(Data entries)
------------------------------

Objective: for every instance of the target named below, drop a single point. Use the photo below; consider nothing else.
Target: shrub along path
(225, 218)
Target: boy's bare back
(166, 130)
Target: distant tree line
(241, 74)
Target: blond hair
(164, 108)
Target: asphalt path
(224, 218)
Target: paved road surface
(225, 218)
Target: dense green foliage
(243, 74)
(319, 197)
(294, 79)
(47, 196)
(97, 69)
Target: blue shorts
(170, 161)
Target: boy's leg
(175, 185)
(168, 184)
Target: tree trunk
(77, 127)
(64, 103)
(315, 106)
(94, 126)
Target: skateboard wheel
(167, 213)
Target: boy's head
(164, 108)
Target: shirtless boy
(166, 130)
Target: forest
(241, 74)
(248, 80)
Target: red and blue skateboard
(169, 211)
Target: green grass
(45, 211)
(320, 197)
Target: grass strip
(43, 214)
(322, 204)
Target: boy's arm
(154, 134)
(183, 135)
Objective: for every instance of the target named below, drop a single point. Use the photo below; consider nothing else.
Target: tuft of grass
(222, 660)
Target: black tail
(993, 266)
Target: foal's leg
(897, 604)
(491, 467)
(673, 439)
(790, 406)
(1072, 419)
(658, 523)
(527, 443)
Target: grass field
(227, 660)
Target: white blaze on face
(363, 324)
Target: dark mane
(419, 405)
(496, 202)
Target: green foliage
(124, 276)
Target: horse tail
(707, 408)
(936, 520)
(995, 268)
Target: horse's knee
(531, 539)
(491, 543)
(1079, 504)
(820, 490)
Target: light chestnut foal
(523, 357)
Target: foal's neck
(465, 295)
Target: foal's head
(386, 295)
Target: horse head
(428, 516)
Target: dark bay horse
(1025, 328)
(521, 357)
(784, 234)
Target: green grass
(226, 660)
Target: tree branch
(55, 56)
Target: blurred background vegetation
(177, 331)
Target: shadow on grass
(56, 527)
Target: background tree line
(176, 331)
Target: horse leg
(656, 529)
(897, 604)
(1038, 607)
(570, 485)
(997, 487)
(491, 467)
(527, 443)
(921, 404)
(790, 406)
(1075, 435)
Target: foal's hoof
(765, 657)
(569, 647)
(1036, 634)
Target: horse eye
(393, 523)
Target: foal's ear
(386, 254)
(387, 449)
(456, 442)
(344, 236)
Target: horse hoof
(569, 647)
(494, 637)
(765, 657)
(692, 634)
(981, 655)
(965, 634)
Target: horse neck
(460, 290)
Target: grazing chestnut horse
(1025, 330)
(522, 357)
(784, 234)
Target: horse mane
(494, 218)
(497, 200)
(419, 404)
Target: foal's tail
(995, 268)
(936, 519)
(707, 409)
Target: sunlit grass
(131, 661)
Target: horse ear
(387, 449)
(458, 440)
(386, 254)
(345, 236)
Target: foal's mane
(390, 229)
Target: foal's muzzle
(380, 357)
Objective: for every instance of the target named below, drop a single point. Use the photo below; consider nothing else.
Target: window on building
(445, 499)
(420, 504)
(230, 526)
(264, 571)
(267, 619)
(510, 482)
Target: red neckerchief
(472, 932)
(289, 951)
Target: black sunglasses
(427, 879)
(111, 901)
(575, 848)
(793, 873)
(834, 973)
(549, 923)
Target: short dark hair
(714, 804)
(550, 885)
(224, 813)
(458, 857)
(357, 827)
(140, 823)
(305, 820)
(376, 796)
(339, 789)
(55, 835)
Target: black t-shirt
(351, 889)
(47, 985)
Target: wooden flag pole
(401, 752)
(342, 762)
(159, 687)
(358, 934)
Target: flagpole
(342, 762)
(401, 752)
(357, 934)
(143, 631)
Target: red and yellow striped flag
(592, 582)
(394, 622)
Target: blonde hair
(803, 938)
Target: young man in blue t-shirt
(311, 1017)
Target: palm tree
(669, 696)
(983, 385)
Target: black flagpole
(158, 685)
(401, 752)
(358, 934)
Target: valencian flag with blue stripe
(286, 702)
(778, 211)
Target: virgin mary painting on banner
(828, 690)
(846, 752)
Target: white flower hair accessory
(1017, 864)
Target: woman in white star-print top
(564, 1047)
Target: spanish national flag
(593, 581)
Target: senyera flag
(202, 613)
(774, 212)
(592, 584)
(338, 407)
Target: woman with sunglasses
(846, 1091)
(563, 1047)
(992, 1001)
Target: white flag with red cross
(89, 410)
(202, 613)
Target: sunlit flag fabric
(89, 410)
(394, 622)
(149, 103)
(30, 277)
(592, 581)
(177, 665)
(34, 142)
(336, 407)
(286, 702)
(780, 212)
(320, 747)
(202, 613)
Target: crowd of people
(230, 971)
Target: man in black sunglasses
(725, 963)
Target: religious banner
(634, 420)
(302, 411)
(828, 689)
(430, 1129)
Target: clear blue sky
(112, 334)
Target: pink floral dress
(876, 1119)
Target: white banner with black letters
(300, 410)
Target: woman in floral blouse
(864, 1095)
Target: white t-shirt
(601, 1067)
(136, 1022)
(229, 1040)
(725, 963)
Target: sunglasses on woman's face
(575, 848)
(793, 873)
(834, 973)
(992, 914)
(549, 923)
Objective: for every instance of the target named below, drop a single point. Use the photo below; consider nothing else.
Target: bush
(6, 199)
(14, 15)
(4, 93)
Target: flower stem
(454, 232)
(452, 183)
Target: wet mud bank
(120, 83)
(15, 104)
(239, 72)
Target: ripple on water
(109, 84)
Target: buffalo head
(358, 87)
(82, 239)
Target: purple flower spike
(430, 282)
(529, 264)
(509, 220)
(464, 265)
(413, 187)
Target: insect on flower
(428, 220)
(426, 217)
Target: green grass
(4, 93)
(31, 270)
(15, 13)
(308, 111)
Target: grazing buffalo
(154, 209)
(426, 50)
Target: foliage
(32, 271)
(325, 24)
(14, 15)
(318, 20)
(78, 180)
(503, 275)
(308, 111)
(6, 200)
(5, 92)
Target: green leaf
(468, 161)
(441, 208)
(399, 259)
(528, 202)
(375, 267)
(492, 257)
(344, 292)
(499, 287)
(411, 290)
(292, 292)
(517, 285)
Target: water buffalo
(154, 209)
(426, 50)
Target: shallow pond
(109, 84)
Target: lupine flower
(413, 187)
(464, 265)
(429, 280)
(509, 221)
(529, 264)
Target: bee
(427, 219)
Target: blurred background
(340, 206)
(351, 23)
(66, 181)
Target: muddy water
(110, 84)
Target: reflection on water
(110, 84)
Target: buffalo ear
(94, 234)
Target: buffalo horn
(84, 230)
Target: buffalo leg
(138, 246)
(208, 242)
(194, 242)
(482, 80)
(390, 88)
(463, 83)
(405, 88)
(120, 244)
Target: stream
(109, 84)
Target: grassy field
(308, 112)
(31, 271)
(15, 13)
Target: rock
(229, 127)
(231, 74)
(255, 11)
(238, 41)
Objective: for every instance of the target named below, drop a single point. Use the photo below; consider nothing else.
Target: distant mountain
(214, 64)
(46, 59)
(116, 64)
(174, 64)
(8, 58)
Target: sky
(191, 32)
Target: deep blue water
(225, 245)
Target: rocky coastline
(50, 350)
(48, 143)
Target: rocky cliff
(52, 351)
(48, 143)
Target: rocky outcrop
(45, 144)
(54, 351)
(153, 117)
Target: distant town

------------------------------

_DESCRIPTION OF THE TASK_
Copy, character for character, the lines from the line that holds "Target: buffalo ear" through the final line of the records above.

_REPLY TO THE TASK_
Target: buffalo ear
(94, 234)
Target: buffalo horn
(84, 230)
Target: buffalo leg
(138, 246)
(208, 242)
(194, 242)
(482, 80)
(390, 88)
(463, 83)
(405, 88)
(120, 244)
Target: stream
(109, 84)
Target: grassy field
(308, 112)
(31, 271)
(15, 13)
Target: rock
(229, 127)
(231, 74)
(255, 11)
(238, 41)
Objective: for every instance of the target named below, drop a single point. Use the photo below; consider nothing else.
Target: distant mountain
(214, 64)
(46, 59)
(116, 64)
(174, 64)
(8, 58)
Target: sky
(191, 32)
Target: deep blue water
(225, 245)
Target: rocky coastline
(50, 350)
(48, 143)
Target: rocky cliff
(52, 351)
(48, 143)
Target: rocky outcrop
(45, 144)
(54, 351)
(153, 117)
Target: distant town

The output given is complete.